(TASK BRIEF): Every line containing the word "background" must be pulled from the records.

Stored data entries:
▬▬▬▬▬▬▬▬▬▬
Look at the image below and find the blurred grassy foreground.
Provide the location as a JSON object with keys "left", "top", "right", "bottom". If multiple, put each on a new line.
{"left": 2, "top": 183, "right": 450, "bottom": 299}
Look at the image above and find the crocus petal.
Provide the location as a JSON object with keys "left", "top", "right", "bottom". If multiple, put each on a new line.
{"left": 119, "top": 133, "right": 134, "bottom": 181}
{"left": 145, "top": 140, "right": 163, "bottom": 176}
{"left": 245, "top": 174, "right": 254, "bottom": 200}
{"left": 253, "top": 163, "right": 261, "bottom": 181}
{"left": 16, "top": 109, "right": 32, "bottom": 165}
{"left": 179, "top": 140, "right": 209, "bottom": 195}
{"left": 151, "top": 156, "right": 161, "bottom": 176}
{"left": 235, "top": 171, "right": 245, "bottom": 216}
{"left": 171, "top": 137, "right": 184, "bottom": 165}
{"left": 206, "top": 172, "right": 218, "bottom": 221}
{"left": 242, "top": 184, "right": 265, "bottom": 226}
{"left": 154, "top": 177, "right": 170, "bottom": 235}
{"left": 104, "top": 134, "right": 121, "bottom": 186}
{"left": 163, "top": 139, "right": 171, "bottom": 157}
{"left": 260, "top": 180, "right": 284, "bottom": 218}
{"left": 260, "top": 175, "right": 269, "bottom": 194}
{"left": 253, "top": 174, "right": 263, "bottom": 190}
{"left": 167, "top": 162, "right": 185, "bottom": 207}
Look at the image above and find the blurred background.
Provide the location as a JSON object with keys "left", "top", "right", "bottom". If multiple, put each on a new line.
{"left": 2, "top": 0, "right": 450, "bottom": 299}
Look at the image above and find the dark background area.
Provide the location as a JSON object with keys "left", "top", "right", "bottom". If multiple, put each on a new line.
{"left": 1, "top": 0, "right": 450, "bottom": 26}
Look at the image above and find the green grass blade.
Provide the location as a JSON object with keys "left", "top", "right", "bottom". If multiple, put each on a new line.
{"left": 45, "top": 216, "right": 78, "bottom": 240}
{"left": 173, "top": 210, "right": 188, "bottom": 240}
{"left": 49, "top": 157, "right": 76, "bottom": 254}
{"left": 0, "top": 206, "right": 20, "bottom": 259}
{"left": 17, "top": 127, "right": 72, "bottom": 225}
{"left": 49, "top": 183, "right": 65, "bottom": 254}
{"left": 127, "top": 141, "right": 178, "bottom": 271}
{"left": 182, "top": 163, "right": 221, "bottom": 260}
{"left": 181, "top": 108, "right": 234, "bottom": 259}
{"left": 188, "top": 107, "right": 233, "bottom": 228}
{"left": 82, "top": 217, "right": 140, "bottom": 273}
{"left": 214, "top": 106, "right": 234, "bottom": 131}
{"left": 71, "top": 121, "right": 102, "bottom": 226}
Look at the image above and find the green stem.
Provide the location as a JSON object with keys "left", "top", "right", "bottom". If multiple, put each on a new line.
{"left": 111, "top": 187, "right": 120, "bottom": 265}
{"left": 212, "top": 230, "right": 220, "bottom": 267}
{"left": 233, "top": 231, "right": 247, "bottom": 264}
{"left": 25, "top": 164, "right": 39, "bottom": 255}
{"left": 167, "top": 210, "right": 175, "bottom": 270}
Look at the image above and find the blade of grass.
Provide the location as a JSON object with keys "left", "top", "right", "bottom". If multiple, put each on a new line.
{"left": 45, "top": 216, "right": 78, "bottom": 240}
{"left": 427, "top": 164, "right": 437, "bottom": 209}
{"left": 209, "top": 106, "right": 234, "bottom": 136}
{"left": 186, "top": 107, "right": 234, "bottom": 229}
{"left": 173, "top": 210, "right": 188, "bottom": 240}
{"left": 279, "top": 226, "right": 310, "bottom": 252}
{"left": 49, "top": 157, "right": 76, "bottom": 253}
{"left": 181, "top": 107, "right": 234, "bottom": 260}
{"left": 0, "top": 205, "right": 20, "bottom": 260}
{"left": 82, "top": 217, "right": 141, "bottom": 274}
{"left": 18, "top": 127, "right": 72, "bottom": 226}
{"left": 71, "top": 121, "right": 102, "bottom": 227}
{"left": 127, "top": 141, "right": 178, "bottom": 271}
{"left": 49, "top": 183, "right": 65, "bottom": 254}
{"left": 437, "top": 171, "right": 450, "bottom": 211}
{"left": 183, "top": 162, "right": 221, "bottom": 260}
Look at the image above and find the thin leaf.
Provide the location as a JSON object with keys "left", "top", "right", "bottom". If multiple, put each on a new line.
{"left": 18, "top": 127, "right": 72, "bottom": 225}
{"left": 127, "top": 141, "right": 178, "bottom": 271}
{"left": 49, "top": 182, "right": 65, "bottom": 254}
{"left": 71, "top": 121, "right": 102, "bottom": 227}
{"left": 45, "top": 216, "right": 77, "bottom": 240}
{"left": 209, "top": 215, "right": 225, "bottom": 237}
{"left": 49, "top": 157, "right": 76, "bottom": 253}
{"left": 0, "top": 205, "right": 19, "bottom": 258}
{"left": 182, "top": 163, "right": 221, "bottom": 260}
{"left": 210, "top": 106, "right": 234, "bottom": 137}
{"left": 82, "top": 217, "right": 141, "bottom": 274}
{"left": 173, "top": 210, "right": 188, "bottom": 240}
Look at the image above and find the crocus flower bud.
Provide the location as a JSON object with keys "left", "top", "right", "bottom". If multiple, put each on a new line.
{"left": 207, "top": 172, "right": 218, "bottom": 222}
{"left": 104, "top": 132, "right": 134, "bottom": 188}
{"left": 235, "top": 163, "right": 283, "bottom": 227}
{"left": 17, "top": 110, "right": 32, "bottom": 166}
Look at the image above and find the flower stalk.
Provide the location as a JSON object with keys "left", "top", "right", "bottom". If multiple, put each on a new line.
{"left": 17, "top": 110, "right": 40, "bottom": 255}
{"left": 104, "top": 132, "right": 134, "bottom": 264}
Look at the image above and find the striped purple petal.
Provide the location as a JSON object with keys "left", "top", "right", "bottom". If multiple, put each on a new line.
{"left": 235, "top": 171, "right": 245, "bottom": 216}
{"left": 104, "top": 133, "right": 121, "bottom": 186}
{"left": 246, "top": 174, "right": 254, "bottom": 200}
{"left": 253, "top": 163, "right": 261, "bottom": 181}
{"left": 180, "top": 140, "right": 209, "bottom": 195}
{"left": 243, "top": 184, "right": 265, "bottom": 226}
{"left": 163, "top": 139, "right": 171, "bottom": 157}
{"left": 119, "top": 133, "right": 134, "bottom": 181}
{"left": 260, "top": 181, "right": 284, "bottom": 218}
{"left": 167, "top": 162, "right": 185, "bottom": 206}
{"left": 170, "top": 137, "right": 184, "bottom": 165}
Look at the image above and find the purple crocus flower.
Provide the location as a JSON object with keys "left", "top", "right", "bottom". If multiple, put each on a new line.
▬▬▬▬▬▬▬▬▬▬
(PROBLEM SOLUTION):
Look at the image above and find the blurred background.
Look at the image above and find the dark background area.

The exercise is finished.